• _WHAT IS BEING ASKED_
Scan the data for "shaped" and copy each matching line.

• _INFORMATION SUPPLIED_
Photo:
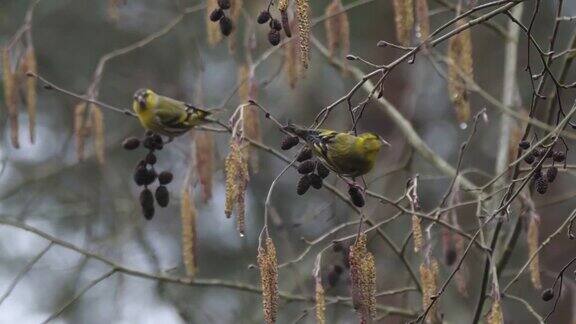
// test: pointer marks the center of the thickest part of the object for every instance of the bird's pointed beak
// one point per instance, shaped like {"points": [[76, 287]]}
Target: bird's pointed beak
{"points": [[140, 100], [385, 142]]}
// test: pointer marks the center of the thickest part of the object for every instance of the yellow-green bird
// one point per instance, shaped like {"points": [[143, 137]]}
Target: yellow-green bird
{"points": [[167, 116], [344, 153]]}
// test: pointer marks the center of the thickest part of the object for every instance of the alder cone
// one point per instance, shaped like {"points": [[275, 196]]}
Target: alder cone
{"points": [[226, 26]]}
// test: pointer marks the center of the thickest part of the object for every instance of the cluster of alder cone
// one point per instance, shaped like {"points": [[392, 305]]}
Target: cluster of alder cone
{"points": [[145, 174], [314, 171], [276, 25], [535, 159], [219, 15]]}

---

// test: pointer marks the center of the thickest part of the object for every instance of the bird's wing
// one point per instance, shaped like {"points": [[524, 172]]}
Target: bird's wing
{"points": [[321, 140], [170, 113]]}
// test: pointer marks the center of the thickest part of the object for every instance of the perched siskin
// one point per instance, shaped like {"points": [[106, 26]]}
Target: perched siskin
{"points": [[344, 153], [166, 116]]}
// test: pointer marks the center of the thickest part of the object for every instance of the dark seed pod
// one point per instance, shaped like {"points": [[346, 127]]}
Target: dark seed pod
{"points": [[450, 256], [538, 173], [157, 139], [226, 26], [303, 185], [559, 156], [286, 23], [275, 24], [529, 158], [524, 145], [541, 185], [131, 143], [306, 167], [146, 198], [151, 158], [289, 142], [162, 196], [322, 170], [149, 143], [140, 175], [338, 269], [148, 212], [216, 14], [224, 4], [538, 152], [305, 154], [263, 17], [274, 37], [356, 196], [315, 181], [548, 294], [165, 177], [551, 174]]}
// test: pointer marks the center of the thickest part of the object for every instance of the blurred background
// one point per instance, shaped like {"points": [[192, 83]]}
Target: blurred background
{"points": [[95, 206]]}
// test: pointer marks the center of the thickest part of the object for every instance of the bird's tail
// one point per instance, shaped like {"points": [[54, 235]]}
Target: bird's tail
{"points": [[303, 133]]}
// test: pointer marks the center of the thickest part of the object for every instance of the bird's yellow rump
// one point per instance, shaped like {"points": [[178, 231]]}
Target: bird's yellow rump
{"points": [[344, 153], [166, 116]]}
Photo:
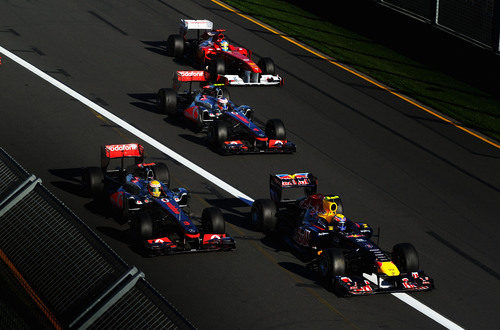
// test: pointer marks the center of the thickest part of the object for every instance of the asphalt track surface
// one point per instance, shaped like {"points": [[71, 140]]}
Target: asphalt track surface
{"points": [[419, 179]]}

• _TASK RESULT_
// one point per instance, shaped like {"points": [[76, 287]]}
// one point per instance, shaped like {"points": [[143, 137]]}
// one point per instance, shaped like {"points": [[275, 196]]}
// one point per instance, shaped like {"points": [[392, 305]]}
// one point per instance, shaped like {"points": [[524, 172]]}
// one point per instance, shaped like {"points": [[106, 26]]}
// one point per instance, shaped like {"points": [[346, 127]]}
// one point per instance, shaped like {"points": [[192, 83]]}
// one point per instance, shaped like {"points": [[54, 235]]}
// one point per instance, shaped like {"points": [[178, 231]]}
// one point per instance, shaped like {"points": [[71, 140]]}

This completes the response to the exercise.